• **What is expected**
Rewrite every line of the data below as a JSON array of strings, one string per line and no entries for blank lines.

• **Provided data**

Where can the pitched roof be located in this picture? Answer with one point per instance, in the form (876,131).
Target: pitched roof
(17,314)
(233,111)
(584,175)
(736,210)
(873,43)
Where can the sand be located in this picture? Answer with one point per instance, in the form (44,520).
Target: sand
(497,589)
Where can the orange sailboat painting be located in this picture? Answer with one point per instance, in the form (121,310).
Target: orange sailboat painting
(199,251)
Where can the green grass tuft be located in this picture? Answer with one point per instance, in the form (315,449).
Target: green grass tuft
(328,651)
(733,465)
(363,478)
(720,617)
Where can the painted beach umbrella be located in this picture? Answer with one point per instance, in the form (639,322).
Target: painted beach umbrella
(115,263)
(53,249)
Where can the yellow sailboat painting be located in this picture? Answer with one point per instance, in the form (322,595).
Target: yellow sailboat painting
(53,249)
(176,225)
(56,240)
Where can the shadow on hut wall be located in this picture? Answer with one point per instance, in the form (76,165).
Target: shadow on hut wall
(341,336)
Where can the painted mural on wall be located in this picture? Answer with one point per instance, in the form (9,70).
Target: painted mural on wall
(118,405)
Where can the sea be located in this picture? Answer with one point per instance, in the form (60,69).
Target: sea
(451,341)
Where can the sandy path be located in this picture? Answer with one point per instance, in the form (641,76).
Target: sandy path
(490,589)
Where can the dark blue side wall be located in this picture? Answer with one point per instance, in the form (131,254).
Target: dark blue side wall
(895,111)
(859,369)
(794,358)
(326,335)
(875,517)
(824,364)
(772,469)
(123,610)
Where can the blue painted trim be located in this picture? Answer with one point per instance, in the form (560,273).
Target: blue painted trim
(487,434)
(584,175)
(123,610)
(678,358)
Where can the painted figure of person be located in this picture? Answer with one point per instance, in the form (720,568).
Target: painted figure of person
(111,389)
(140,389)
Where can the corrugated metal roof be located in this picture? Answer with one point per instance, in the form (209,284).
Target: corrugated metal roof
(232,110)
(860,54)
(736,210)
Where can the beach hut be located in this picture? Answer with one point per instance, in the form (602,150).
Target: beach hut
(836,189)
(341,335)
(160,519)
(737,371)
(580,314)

• **Expected output**
[
  "Where can the pitched roof be located in this picture? Answer with one point per instance, in the form (876,131).",
  "Target: pitched roof",
  "(17,314)",
  "(233,111)",
  "(584,175)",
  "(736,210)",
  "(873,43)",
  "Where can the sand be located in this picture? Answer with one point per instance, in the form (44,520).",
  "Target: sand",
  "(497,589)",
  "Where can the orange sailboat painting be located in this picture? Answer with one point per instance, in the form (121,310).",
  "Target: orange sailboat painting",
  "(199,251)",
  "Where can the green grass tuft be located in this picture? Answer with one point per instance, in the form (315,449).",
  "Target: green grass tuft",
  "(328,651)",
  "(733,465)",
  "(363,478)",
  "(720,617)",
  "Where can the painted beach umbrella be located in this picture? Answer with one point per instance, in the form (639,322).",
  "Target: painted beach umbrella",
  "(115,263)",
  "(53,249)",
  "Where can the yellow sailboat painting be located in this picture? Answer with one point per instance, in the form (322,595).",
  "Target: yellow sailboat painting",
  "(53,249)",
  "(176,225)",
  "(56,240)",
  "Where can the shadow on hut wall be located in this picture? Answer with one point per instance, in the form (76,165).",
  "Target: shadow on hut wall",
  "(341,336)",
  "Where can the painted mural on wall be located in this picture? Answer with one point per instance, in the form (9,70).",
  "Target: painted mural on wall",
  "(118,405)",
  "Where can the sea be located in this picture? Answer with one point per instance, in the form (60,69).",
  "Target: sea",
  "(451,341)",
  "Where can the sandy path be located in this picture? Answer with one point per instance, in the form (641,76).",
  "Target: sandy path",
  "(490,589)",
  "Where can the dark blue side wall be located in this picture? Answer with one point per instance, in the form (131,254).",
  "Target: dark blue side wall",
  "(895,111)",
  "(859,369)",
  "(794,358)",
  "(326,335)",
  "(875,517)",
  "(824,364)",
  "(772,469)",
  "(123,610)",
  "Where can the blue painted trim be located in this picture? Answer with one point per instance, in the form (560,273).",
  "Target: blue painted trim",
  "(487,434)",
  "(584,175)",
  "(123,610)",
  "(678,358)",
  "Where can the painted figure of person be located in this picture? Answer with one point per instance, in the form (720,568).",
  "Target: painted figure of person",
  "(111,389)",
  "(140,389)",
  "Where can the corrugated metal roof be located in this picture? Answer with one point per instance, in the form (209,284).",
  "Target: corrugated metal roof",
  "(232,110)",
  "(860,54)",
  "(736,210)",
  "Where can the beach hut be located in this picture? Answer with one point per instance, in the form (602,150).",
  "Target: beach hut",
  "(836,189)",
  "(341,335)",
  "(160,519)",
  "(737,371)",
  "(580,314)"
]